Reproduce exactly the final portion of the data: every line from the one containing "Target: black shorts" through the last line, inclusive.

EXERCISE DATA Start Marker

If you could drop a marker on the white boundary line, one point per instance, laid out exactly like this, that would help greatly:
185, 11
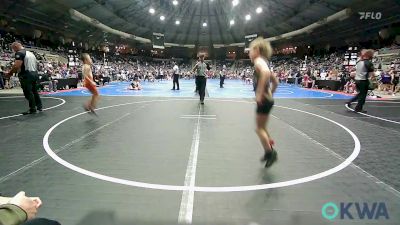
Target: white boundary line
37, 161
186, 208
375, 117
368, 175
6, 117
320, 175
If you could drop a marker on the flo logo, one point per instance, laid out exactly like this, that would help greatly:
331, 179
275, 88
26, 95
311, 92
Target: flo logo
370, 15
355, 210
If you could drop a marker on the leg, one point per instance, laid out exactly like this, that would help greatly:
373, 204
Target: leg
261, 130
27, 88
1, 82
202, 88
38, 101
197, 83
355, 97
173, 83
363, 91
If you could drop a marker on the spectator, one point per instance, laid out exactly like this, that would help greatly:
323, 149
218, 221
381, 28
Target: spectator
22, 210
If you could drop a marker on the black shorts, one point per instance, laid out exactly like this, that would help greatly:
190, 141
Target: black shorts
265, 107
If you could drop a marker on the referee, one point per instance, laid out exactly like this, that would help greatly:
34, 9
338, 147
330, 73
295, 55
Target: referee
201, 79
26, 66
364, 69
176, 77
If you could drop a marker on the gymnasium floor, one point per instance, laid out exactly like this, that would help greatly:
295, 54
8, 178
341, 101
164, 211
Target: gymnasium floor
161, 158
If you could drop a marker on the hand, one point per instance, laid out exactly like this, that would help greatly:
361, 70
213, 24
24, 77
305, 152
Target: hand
26, 204
37, 201
259, 99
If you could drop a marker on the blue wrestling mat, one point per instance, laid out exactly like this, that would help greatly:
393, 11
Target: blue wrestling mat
232, 89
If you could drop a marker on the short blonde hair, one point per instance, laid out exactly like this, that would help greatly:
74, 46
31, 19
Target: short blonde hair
263, 46
84, 56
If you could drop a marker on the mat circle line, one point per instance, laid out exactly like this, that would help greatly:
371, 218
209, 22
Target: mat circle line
216, 189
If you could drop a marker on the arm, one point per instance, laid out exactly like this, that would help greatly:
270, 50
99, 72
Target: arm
195, 67
17, 65
263, 79
87, 73
274, 81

EXERCISE DATA End Marker

◆ SOLUTION FOR THIS TASK ◆
Target: black shorts
265, 107
If you could drop a marker on the referee, one point per instance, laid out exactly like this, that would help greatly:
34, 9
338, 147
330, 73
295, 55
Target: referee
201, 79
26, 66
364, 69
176, 77
If you could drop a marker on the gymnasium floor, one point per instance, laid out exactly like this, that would help greatly:
295, 54
8, 178
341, 101
164, 211
Target: gymnasium floor
161, 158
If you could drop a marker on the hand, one point per instance, laid out exactly like this, that would help greatly:
361, 70
213, 24
24, 77
305, 152
Target: hand
26, 204
37, 201
259, 99
If you could drop a marker on the blue wrestling mat, one point per instance, laid out exactly like this, that would help greatly:
393, 11
Target: blue wrestling mat
232, 89
If you could drop a marker on the short blonde hair, one point per instance, laid out exactly like this, that would help greatly:
74, 46
31, 19
Target: short blonde hair
263, 46
84, 56
If you could drop a marker on the mat circle line, one point per instance, laid out exactly like this, that would help greatly:
371, 218
209, 22
Target: mat circle line
216, 189
If you could drop a marker on the arm, one point per instance, laid out exactly like this, that would help greatly:
270, 50
99, 72
Target: arm
195, 67
17, 65
263, 79
87, 73
274, 81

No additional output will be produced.